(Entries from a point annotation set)
** START **

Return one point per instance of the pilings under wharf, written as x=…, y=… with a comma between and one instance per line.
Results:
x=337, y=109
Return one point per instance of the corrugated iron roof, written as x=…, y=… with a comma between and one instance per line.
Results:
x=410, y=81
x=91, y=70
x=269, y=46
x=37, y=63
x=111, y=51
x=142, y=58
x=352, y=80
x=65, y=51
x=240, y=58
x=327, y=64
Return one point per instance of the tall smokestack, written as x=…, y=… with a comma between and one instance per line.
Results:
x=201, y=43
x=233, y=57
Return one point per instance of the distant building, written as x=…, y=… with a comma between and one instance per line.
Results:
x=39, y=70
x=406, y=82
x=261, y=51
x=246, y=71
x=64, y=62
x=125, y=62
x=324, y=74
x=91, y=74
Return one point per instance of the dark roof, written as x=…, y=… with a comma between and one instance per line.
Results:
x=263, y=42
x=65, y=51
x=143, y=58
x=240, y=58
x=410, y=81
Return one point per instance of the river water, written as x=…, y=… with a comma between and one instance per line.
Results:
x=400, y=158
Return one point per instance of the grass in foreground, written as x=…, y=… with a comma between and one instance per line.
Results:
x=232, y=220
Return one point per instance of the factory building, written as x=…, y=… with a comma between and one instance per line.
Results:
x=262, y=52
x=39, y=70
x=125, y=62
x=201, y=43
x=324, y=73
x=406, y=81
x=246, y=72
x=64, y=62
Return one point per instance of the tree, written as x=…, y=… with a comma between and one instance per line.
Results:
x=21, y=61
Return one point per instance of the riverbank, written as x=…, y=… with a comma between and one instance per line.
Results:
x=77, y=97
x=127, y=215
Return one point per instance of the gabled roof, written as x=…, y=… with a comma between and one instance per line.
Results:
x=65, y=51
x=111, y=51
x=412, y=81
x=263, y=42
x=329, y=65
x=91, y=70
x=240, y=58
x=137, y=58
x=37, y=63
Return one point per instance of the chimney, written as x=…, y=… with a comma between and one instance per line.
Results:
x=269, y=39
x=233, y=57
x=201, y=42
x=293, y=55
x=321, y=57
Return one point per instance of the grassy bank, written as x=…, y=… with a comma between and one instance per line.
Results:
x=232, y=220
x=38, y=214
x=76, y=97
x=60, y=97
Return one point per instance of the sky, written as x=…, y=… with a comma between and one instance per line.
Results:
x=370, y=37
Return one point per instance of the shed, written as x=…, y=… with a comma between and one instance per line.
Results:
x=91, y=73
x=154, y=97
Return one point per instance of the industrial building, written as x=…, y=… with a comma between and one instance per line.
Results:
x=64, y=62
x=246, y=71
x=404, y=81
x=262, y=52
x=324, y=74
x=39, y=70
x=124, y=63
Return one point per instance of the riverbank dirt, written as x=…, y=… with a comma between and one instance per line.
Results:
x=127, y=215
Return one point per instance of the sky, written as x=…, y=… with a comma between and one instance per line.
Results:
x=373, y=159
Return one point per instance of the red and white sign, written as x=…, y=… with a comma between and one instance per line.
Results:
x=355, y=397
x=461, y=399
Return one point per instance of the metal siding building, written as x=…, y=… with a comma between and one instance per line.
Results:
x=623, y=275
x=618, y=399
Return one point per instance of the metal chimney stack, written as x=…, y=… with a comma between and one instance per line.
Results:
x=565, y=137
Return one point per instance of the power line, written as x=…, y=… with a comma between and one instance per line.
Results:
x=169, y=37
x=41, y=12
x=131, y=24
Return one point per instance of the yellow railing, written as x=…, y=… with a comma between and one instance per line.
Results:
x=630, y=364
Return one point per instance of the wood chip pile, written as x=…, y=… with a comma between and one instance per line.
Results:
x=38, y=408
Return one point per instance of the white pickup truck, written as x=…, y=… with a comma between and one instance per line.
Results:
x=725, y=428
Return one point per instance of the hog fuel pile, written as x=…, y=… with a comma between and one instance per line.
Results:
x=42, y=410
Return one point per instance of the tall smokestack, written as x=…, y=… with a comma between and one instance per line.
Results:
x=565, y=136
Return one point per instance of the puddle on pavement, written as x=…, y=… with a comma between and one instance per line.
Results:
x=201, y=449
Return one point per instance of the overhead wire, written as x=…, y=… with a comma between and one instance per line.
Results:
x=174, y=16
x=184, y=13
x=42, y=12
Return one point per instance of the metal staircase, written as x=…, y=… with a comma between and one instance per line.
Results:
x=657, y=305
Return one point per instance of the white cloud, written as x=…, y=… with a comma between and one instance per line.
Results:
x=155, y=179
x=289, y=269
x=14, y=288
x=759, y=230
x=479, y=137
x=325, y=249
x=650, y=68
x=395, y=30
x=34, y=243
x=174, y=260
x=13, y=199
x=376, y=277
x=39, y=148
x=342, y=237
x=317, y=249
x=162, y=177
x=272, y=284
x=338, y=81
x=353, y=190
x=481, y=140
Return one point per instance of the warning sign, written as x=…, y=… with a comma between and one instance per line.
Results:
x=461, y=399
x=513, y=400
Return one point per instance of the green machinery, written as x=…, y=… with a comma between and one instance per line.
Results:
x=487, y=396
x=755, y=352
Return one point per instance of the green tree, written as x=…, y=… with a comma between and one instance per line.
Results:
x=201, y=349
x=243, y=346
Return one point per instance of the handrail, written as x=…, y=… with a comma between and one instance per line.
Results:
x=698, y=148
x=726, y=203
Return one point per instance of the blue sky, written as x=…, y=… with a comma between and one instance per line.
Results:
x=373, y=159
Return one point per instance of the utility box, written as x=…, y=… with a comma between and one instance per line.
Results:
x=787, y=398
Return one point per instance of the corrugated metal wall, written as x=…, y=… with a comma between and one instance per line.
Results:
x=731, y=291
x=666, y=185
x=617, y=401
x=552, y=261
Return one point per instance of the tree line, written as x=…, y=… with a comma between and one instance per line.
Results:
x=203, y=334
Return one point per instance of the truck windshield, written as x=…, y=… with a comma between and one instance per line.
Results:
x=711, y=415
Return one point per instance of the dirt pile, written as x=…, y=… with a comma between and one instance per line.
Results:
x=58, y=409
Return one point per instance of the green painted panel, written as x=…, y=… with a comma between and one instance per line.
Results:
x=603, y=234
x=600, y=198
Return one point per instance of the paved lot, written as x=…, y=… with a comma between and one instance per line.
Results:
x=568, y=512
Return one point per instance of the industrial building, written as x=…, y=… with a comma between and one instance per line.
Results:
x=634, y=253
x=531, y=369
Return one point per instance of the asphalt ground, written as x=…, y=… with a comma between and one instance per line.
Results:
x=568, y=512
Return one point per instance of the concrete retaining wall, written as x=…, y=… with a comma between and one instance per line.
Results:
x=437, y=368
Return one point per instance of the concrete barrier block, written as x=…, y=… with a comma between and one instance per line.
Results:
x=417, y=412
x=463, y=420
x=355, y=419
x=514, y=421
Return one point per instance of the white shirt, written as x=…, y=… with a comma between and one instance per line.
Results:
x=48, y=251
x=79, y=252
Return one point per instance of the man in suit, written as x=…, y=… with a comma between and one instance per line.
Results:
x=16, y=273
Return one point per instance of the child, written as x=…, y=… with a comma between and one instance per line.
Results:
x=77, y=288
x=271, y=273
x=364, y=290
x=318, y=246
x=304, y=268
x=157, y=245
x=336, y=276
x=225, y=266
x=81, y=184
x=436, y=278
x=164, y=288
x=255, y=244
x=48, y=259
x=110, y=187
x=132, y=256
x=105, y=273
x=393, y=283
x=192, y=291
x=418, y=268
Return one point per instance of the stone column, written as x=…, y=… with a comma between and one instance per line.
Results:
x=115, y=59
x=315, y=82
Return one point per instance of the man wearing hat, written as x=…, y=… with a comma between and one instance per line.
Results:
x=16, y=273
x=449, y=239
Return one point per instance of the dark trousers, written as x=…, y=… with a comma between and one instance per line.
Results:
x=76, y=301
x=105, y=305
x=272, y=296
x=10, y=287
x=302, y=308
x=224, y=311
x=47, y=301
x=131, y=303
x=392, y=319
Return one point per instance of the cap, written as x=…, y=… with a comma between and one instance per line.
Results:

** END **

### Stated task
Write out the records from the line with "Return one point per instance of the concrete barrier" up to and including the line with "x=418, y=268", swapping "white shirt" for "light-colored shirt" and changing nothing else.

### The solution
Return one point per instance of the concrete barrier block, written as x=…, y=… with a comma between and one instance per line.
Results:
x=417, y=412
x=463, y=420
x=355, y=419
x=514, y=421
Return one point per instance of the light-colored shirt, written as x=…, y=… with a comma between and one instance per line.
Results:
x=48, y=251
x=79, y=252
Return one point per instance of the man in suit, written as x=…, y=… with a comma between and one instance per line.
Results:
x=16, y=273
Return one point per instance of the child, written as x=…, y=… with a comma between and one instance per line.
Results:
x=77, y=288
x=271, y=273
x=364, y=290
x=318, y=246
x=304, y=268
x=157, y=245
x=336, y=276
x=225, y=266
x=81, y=184
x=436, y=278
x=164, y=288
x=255, y=244
x=48, y=259
x=110, y=187
x=132, y=256
x=105, y=273
x=393, y=283
x=192, y=291
x=418, y=268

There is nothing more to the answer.